What you are asked to do:
Format each line of the entries below as a row in a Markdown table with the columns "Row" and "Line", skipping blank lines. Leave the pictures out of the table.

Material shown:
****
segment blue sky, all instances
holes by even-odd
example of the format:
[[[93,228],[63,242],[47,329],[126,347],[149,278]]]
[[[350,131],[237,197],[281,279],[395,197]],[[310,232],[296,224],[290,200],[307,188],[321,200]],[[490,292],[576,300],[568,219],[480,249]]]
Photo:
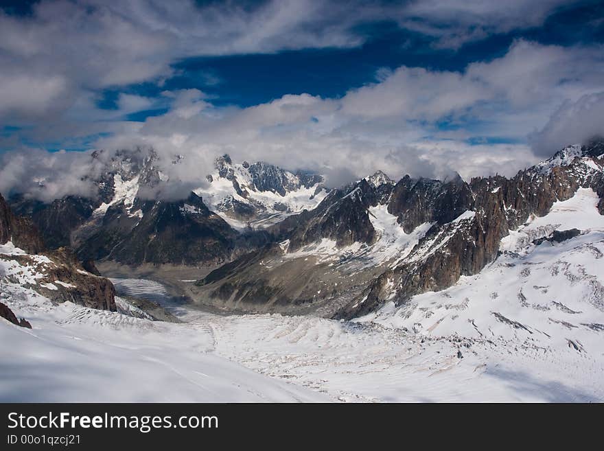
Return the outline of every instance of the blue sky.
[[[511,173],[604,131],[600,3],[1,1],[0,152]]]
****
Solution:
| Row | Line |
|---|---|
| 1 | segment blue sky, all instances |
| 2 | holes by even-odd |
| 3 | example of the format: |
| 4 | [[[93,228],[63,242],[47,329],[126,347],[149,278]]] |
| 5 | [[[350,131],[237,197],[281,279],[395,197]],[[310,232],[296,224],[290,200],[307,188],[321,200]],[[490,292],[576,300],[568,219],[480,249]]] |
| 6 | Photo: |
| 7 | Return the outline of every instance of the blue sky. |
| 8 | [[[511,173],[604,131],[600,3],[1,1],[0,152]]] |